_Problem details_
Write out the passage on subcontractor injury claims word for word, beginning at the words "Shifting Responsibility to" and stopping after "be complied with.".

[Source passage start]

In recent years, Australian workers compensation insurers have been navigating a challenging landscape as they seek recovery for subcontractor injury claims from the Public Liability Insurance policies of the companies that hire them. This trend reflects a shifting dynamic in the management of workplace accidents, with a focus on holding hiring companies accountable for the well-being of subcontractors.

The Dynamics of Subcontractor Injury Claims

The subcontracting model has become increasingly prevalent in various industries, offering companies flexibility and cost savings. However, the rise in subcontractor injury claims has prompted workers compensation insurers to reevaluate their approach. When a subcontractor is injured on the job, questions of liability and responsibility come to the forefront. Traditionally, subcontractors carried their own insurance, and this is often still a requirement to ensure they are covered for their responsibilities, but the landscape is evolving.

Shifting Responsibility to Hiring Companies

In an effort to streamline the claims process and ensure adequate compensation for injured subcontractors, workers compensation insurers are turning to the liability insurance policies of the companies that hire these subcontractors. This shift places a greater burden on hiring companies to maintain robust liability coverage, as insurers seek to recover costs directly from them. It is extremely important to ensure that you are advising your insurance advisor that you engage sub-contractors and discuss with them what cover you have in place for injury claims arising from sub-contractors and any requirements needed to be complied with.

[Source passage end]
[Data lines start]

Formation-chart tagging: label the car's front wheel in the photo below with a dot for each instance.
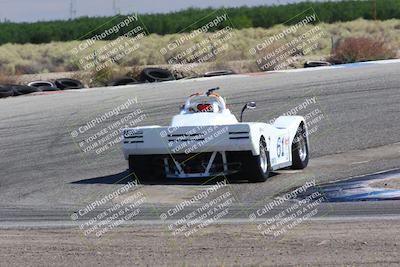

[Data lines end]

_The output_
Shifting Responsibility to Hiring Companies

In an effort to streamline the claims process and ensure adequate compensation for injured subcontractors, workers compensation insurers are turning to the liability insurance policies of the companies that hire these subcontractors. This shift places a greater burden on hiring companies to maintain robust liability coverage, as insurers seek to recover costs directly from them. It is extremely important to ensure that you are advising your insurance advisor that you engage sub-contractors and discuss with them what cover you have in place for injury claims arising from sub-contractors and any requirements needed to be complied with.